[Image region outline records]
___

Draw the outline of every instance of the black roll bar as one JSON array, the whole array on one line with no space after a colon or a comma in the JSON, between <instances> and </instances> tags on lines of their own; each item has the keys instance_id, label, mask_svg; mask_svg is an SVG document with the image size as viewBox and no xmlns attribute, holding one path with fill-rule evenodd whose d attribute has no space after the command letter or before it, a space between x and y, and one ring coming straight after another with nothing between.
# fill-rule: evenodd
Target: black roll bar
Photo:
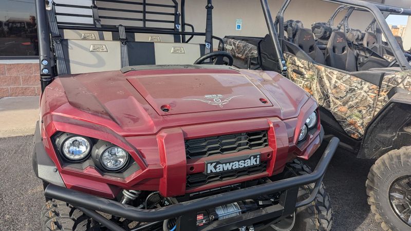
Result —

___

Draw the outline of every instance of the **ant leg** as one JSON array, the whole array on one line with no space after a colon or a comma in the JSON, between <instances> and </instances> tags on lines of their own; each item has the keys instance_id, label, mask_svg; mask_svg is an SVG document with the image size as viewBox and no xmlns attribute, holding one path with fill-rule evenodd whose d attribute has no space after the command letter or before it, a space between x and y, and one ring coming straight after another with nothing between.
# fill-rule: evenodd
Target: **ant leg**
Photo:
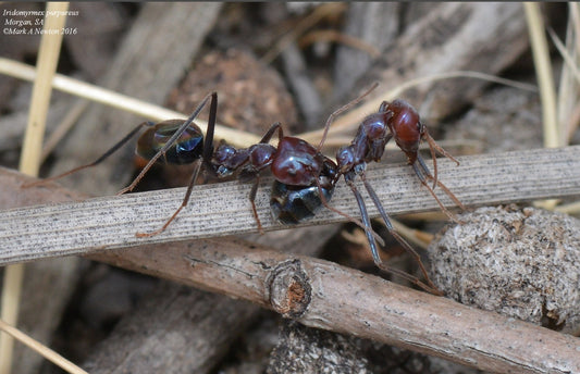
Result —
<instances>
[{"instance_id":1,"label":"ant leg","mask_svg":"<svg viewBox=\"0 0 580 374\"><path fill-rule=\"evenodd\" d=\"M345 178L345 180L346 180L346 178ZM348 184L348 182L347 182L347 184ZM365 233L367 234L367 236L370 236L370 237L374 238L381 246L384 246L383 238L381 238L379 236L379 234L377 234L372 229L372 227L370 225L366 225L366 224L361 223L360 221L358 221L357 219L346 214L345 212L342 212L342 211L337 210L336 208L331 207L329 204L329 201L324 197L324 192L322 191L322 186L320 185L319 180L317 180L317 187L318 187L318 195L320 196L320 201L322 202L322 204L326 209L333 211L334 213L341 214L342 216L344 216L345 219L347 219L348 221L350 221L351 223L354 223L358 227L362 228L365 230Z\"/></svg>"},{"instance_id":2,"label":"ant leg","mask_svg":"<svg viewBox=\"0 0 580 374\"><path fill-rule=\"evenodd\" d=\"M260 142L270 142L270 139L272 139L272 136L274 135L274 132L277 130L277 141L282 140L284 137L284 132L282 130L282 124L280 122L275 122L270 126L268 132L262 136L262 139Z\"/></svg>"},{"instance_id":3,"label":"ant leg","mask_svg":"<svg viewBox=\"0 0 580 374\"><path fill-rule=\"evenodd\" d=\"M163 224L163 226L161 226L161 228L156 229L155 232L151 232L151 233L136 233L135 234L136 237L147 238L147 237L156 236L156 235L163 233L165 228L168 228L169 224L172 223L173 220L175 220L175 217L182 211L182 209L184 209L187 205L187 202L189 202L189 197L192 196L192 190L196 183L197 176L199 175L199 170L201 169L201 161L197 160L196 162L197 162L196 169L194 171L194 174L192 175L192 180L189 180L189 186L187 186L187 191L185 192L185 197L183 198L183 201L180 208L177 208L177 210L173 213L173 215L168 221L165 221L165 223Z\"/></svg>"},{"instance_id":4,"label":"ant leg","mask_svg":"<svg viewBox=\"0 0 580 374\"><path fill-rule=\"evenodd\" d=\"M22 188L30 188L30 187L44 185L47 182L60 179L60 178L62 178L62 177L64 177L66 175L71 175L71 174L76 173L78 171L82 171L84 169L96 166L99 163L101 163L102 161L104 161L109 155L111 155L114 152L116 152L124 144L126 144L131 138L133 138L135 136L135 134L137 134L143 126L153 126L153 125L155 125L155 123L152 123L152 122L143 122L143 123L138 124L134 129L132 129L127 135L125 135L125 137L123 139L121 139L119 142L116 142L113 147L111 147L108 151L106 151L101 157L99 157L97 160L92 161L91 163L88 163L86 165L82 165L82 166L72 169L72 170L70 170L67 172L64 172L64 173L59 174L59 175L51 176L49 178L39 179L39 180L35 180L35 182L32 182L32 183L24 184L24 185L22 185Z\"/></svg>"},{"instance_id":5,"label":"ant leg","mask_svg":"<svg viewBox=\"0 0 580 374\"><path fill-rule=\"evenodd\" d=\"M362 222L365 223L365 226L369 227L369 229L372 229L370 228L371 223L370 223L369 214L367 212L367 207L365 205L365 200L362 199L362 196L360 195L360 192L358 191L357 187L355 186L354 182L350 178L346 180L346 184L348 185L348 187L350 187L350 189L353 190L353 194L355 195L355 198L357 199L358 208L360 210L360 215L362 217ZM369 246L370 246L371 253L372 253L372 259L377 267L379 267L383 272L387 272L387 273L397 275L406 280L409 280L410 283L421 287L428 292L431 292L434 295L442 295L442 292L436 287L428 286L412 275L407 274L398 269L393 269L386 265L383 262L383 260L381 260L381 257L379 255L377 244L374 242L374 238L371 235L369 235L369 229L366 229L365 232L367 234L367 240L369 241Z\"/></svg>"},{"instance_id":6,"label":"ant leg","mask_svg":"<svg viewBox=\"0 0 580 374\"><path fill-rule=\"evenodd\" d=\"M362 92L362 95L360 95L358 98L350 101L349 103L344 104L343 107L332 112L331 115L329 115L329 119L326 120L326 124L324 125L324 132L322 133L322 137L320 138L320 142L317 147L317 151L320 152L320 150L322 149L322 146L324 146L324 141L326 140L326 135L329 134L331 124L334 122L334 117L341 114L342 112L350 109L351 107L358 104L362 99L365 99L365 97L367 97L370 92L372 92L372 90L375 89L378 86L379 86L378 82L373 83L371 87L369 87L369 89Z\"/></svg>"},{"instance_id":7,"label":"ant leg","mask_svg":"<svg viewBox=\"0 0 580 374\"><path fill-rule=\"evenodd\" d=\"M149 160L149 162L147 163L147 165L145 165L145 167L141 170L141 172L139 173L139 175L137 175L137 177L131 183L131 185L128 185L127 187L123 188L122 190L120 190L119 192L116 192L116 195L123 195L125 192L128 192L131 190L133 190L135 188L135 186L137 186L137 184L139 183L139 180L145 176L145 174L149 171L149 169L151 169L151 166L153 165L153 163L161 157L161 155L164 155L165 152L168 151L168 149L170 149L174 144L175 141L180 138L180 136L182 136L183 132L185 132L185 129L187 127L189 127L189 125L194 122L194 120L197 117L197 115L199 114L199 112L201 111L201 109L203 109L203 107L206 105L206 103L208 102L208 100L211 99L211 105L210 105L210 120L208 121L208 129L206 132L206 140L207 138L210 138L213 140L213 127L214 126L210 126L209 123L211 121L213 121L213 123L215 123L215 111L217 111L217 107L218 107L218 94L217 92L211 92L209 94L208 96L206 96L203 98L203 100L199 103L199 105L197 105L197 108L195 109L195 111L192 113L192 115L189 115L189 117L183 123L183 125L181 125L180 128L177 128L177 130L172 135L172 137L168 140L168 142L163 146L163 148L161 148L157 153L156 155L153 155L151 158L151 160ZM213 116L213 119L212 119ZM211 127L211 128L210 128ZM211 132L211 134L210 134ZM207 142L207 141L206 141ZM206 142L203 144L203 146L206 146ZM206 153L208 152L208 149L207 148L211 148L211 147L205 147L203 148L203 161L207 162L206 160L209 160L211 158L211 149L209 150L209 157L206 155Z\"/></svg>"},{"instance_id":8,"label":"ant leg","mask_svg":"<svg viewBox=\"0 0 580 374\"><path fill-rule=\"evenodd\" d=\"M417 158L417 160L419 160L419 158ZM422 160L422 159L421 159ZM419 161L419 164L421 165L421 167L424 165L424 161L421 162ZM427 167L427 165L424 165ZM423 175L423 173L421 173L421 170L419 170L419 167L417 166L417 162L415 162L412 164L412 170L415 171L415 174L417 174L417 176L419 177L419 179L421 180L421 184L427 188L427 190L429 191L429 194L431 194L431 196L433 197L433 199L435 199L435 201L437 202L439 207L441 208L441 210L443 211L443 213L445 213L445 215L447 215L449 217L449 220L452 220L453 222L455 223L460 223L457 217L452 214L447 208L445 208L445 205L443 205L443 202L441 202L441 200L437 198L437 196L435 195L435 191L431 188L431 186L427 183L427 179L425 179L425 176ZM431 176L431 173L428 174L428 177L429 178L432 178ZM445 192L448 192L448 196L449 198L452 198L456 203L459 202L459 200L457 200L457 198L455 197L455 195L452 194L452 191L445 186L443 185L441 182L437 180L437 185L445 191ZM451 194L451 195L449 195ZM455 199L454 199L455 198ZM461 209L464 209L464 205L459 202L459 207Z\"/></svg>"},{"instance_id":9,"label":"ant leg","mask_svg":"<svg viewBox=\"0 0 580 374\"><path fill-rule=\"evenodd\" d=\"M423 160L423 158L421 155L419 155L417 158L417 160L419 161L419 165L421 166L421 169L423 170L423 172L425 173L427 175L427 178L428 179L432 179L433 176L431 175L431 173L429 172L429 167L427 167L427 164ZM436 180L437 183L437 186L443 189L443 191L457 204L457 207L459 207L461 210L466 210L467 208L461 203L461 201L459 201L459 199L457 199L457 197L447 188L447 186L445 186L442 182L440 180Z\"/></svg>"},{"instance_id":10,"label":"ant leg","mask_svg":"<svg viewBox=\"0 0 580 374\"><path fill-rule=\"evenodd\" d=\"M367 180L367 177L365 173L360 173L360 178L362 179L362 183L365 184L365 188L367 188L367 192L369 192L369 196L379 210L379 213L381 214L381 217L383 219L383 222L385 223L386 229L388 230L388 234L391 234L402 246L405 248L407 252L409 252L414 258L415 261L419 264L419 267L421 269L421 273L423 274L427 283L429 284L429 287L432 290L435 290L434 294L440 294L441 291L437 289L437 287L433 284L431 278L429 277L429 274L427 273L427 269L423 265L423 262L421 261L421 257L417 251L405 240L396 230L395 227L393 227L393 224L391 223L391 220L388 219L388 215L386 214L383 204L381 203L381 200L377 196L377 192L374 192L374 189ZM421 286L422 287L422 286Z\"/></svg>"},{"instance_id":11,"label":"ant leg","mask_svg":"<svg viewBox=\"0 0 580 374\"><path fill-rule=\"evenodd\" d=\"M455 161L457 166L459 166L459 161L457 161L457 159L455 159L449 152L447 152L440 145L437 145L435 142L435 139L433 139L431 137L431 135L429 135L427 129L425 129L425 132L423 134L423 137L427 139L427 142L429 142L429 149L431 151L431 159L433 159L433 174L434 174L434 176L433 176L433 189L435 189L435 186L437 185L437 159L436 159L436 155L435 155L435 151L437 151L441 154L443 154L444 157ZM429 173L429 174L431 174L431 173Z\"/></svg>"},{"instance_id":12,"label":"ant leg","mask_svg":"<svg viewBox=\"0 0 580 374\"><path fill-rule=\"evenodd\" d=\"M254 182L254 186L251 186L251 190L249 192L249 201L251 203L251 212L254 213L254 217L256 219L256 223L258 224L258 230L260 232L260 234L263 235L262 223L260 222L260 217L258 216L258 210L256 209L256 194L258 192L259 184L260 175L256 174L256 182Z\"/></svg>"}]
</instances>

___

SHORT PROBLEM: Pull out every line of the listing above that contains the string "Target".

REPLY:
Target: black roll bar
Target: **ant leg**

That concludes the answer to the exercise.